▸ Passage for review

[Start of Attachment]

Guillén is the author of the recently released book “2030: How Today’s Biggest Trends Will Collide and Reshape the Future of Everything,” and holds the Zandman Professorship in International Management at Wharton. He presented research and projections from his book at a virtual event hosted by CreateXChange Tuesday night, attended by educators, futurists, researchers and members of the public and private sector.

Nicole Carville, architect and design manager at Haworth, told attendees at the top of the event that “these past few months have given us a lot of time to think about where we’ve been and where we’re going.”

About seven years ago, Guillén said, he noticed that people were becoming anxious about how quickly things in the world were changing, especially when it came to the major themes he explores in his book: population trends, market trends and changes in technology.

“I needed to provide people with a roadmap for these changes and address that anxiety,” Guillén said. “I think every threat can be an opportunity. I see a lot of opportunities in these trends.”

[End of Attachment]

▸ Record excerpts
[Start of Attachment]

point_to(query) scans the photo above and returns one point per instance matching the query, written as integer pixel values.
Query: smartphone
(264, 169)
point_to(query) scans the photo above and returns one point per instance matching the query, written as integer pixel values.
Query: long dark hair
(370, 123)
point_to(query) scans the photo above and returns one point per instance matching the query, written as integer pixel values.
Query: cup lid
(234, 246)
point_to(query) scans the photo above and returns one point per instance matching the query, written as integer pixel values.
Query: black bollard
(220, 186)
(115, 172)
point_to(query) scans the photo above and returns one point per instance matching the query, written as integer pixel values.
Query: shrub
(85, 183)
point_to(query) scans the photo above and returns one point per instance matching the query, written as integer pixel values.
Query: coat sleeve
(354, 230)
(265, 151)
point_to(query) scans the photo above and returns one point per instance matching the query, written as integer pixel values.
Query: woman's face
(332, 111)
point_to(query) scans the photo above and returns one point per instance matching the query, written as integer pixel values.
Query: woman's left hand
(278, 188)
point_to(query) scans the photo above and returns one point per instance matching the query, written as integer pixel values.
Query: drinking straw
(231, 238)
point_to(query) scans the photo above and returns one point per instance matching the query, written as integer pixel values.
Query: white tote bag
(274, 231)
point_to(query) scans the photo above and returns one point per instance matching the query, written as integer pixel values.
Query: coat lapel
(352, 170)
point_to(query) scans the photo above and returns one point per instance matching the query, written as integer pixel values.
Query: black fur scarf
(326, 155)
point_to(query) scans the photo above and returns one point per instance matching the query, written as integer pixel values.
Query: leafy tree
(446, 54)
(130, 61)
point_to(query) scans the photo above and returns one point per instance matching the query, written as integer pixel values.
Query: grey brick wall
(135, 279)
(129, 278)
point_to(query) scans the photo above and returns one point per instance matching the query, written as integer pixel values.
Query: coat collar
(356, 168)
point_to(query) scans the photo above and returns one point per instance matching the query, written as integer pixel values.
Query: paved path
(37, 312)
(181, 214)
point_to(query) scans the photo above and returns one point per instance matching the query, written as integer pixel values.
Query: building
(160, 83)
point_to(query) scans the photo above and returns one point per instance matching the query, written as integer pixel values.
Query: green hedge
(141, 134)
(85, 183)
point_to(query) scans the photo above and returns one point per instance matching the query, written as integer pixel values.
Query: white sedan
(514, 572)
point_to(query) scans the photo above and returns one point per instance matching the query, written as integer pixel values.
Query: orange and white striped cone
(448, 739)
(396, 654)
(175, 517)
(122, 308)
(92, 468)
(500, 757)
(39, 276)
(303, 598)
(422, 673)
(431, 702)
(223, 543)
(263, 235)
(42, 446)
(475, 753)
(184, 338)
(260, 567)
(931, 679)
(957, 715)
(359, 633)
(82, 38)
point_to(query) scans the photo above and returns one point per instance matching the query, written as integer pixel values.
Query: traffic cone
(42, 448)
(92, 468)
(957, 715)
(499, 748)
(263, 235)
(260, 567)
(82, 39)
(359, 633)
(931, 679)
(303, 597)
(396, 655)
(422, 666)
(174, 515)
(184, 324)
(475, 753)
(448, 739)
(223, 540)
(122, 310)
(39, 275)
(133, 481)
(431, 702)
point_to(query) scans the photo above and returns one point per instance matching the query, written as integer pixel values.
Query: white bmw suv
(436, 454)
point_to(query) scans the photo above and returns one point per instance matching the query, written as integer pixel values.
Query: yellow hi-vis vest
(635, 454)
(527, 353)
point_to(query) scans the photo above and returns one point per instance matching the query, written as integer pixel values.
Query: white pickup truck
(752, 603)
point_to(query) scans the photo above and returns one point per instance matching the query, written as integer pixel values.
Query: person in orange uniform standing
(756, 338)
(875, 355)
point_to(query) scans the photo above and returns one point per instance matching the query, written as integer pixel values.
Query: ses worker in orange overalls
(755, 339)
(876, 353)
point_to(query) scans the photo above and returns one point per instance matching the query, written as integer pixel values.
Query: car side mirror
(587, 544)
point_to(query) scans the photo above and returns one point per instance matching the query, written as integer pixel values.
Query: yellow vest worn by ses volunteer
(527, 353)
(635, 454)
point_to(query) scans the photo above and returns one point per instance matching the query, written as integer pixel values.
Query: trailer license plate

[End of Attachment]

▸ Task objective
List the major themes that the passage about the book "2030" says Guillén explores in it.

▸ Exercise result
- Population trends
- Market trends
- Changes in technology